[Raw records]
+ + + + + + +

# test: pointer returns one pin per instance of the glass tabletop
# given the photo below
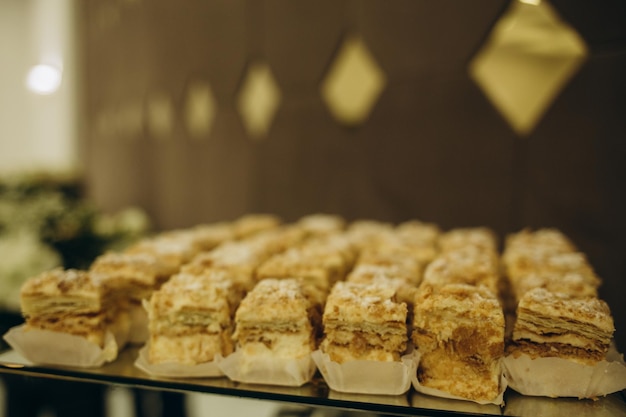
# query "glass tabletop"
(122, 371)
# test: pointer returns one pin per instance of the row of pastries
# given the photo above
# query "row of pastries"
(252, 295)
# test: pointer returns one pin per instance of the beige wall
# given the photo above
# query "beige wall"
(37, 132)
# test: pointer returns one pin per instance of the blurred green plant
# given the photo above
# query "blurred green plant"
(46, 222)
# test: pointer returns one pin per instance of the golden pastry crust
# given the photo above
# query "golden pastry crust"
(130, 275)
(277, 318)
(546, 240)
(203, 237)
(62, 292)
(173, 250)
(553, 324)
(67, 301)
(189, 349)
(459, 332)
(363, 321)
(191, 301)
(320, 262)
(190, 318)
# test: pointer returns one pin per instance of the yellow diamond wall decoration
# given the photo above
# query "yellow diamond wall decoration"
(528, 58)
(199, 110)
(159, 115)
(353, 84)
(258, 100)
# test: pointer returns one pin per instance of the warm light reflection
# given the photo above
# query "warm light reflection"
(44, 79)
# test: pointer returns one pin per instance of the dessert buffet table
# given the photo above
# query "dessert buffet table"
(317, 394)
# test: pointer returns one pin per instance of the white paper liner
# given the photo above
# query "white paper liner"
(176, 370)
(556, 377)
(55, 348)
(498, 400)
(267, 370)
(366, 377)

+ + + + + + +

# EXERCISE REQUIREMENTS
Give all of the material above again, swapping every "pointer" for "marker" and changing nothing else. Leave the pictures out.

# EXERCISE RESPONSE
# test: marker returns one pin per instance of the glass tabletop
# given the photo below
# query "glass tabletop"
(122, 371)
# test: marker returns one pin per instance of the row of pastries
# given the photo above
# query "row of pastries"
(252, 295)
# test: marker returns one pin per instance of the beige wall
# given the photo above
# query "beige wall"
(37, 132)
# test: marker returns one pin per instance of the blurred green plant
# given the photo above
# query "blurred green plant"
(46, 222)
# test: marker returns one pin per instance of the golden pastry crust
# given the photo above
# query "golden pastry crust"
(130, 275)
(277, 318)
(546, 240)
(203, 237)
(62, 292)
(173, 250)
(553, 324)
(67, 301)
(189, 349)
(459, 332)
(363, 321)
(191, 301)
(320, 262)
(190, 318)
# test: marker returns one pin per instance of the yellow diamond wall decoration
# given the photo above
# query "yellow diamond wall decoration"
(528, 58)
(199, 110)
(159, 115)
(353, 84)
(258, 100)
# test: marker returns one pin per instance of the warm light reflection
# given the photo above
# query "warm light reflection"
(44, 79)
# test: marker returns one pin per instance of the dessert buffet table
# given the photo above
# query "dessert buffet table"
(317, 394)
# test: marker returns one pin per instance of the white paper liner
# given the photo above
# query "white paper liner"
(176, 370)
(556, 377)
(55, 348)
(498, 400)
(267, 370)
(366, 377)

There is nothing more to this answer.